- _Passage shown_:

- - -

By Tracie Korol
My neighbor dog, Miss S, currently has two hot spots. She was clear on Monday; by Wednesday afternoon she had a weeping, oozing wound on her right front leg and another on her flank. Her gooey messes might be pyotraumatic dermatitis, wet eczema or Staphyloccocus intermedius, but they are what we generally group under the heading of “hot spots”.
They are warm and swollen to the touch, certainly painful and often smell dreadful. They can be triggered by bacteria, yeast, fungi, fleas, lawn-care products, irritating grooming products, anxiety, stress, boredom or as a reaction to having been recently vaccinated. In many dogs hot spots mark the return of autumn.
Most vets will treat hot spots by shaving the area, washing with disinfectant soap or rinsing with a liquid antiseptic. They will often use astringents, hydrocortisone sprays, antibiotics and steroid injections or pills. If the dog can’t leave the spot alone, she may be sentenced to the Cone of Shame, E-collar (the lampshade device) that prevents her from getting at the wound. Any dog can get a hot spot, but our pets are especially prone given our humid climate.

- - -

Dataset entries:
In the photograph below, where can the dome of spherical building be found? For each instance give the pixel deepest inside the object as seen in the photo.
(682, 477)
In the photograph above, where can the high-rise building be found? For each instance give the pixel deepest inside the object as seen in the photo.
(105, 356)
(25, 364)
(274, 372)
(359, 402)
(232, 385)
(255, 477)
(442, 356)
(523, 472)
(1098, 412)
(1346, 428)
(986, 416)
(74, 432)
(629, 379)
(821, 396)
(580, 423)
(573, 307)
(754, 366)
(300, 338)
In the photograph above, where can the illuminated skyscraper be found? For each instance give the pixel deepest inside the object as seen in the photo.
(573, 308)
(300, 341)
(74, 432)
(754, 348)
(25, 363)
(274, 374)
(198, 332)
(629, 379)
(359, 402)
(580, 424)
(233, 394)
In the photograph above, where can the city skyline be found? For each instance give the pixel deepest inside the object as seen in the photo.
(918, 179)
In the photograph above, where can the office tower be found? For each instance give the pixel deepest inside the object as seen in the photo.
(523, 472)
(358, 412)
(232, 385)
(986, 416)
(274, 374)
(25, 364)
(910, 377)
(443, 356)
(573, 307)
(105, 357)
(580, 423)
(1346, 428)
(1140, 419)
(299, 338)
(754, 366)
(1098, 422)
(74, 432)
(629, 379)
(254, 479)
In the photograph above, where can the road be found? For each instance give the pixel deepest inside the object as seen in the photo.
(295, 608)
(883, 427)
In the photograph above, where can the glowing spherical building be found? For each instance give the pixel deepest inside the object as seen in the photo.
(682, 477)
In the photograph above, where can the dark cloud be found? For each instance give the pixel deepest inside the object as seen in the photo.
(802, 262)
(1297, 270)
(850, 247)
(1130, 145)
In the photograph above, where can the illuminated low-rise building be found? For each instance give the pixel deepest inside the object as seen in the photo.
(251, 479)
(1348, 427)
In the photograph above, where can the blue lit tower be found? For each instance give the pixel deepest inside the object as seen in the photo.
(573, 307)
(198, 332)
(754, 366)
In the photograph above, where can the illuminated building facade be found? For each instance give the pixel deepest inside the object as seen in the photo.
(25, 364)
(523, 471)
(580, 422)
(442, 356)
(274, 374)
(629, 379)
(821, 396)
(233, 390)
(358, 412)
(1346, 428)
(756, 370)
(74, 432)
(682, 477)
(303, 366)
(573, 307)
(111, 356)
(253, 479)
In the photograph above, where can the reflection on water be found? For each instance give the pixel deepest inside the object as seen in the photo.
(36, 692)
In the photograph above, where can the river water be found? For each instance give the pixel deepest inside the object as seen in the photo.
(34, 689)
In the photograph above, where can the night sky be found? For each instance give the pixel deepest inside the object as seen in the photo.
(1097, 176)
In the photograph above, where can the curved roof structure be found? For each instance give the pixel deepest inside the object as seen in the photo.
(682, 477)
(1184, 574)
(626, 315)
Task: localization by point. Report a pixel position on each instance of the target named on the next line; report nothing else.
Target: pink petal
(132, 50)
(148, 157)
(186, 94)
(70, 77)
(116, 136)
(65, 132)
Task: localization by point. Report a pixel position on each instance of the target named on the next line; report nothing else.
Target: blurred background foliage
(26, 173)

- - -

- _Task 1_:
Reproduce the article on hot spots from "By Tracie Korol" up to and including "return of autumn.".
- _Task 2_:
According to the article on hot spots, are these statements correct? Answer yes or no for each, quoting the words that decide it. (a) Miss S had a wound on her left front leg. (b) Lawn-care products can trigger hot spots. (c) Most vets begin treating hot spots by shaving the area.
The dataset entries come from a different source than the article on hot spots.

- _Response box 1_:
By Tracie Korol
My neighbor dog, Miss S, currently has two hot spots. She was clear on Monday; by Wednesday afternoon she had a weeping, oozing wound on her right front leg and another on her flank. Her gooey messes might be pyotraumatic dermatitis, wet eczema or Staphyloccocus intermedius, but they are what we generally group under the heading of “hot spots”.
They are warm and swollen to the touch, certainly painful and often smell dreadful. They can be triggered by bacteria, yeast, fungi, fleas, lawn-care products, irritating grooming products, anxiety, stress, boredom or as a reaction to having been recently vaccinated. In many dogs hot spots mark the return of autumn.

- _Response box 2_:
(a) No: "another on her flank" and "a weeping, oozing wound on her right front leg"
(b) Yes: "They can be triggered by bacteria, yeast, fungi, fleas, lawn-care products"
(c) Yes: "Most vets will treat hot spots by shaving the area"